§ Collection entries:
****

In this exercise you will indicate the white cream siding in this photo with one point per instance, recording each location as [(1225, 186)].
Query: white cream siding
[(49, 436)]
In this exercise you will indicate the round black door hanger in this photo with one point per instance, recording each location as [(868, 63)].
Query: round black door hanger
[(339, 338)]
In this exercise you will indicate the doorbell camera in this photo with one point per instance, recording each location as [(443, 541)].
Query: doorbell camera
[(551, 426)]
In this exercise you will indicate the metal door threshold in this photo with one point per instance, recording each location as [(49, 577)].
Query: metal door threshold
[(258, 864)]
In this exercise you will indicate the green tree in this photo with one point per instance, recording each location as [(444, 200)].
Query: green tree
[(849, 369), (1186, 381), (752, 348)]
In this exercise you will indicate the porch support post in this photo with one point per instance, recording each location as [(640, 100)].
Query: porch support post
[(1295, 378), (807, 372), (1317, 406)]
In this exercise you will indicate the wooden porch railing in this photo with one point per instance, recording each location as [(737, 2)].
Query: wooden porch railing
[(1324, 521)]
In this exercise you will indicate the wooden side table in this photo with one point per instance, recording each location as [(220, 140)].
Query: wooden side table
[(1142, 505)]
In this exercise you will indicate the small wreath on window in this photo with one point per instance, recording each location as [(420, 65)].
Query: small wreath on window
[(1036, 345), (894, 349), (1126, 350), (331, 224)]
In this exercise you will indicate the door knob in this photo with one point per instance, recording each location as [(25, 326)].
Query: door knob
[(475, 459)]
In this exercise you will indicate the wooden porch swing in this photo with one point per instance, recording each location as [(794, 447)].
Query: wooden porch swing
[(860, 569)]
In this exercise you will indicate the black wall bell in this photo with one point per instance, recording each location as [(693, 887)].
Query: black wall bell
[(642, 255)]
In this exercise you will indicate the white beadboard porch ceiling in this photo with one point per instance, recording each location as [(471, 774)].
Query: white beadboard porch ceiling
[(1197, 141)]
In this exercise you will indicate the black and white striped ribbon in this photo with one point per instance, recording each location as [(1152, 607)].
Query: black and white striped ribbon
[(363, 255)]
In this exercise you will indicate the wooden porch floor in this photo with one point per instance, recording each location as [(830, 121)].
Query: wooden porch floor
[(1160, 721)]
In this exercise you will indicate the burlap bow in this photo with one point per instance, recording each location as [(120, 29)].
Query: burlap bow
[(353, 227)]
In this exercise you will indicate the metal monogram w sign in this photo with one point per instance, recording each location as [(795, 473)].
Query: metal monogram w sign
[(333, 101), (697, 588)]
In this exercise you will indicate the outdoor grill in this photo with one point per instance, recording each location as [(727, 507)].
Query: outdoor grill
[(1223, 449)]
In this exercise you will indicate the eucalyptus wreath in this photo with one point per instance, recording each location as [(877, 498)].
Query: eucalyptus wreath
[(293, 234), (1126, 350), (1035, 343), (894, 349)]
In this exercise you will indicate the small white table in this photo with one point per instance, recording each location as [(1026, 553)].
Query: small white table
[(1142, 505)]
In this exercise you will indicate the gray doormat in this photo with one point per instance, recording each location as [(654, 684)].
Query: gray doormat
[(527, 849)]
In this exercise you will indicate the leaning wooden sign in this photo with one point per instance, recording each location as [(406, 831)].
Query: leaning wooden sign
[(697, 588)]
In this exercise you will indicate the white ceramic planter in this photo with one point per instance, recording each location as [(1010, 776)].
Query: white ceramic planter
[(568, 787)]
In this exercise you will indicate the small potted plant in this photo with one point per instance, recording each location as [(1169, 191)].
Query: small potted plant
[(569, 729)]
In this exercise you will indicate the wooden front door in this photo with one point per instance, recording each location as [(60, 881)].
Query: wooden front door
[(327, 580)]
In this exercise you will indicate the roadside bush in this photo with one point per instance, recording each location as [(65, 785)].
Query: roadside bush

****

§ Required task:
Please lay out only the part of the material that starts at the line containing "In this exercise you will indicate the porch" and runs through the line containing "[(1324, 521)]" as a numbered list, leaving out any blank lines.

§ Result of the exercise:
1. In this exercise you will indicate the porch support post in this photo with one point per instance, recording each location as [(640, 100)].
2. Query: porch support post
3. [(1295, 378), (807, 372), (1317, 406)]
4. In this exercise you will indicate the wooden porch railing in this photo with one point per instance, recording each location as [(737, 2)].
5. Query: wooden porch railing
6. [(1324, 521)]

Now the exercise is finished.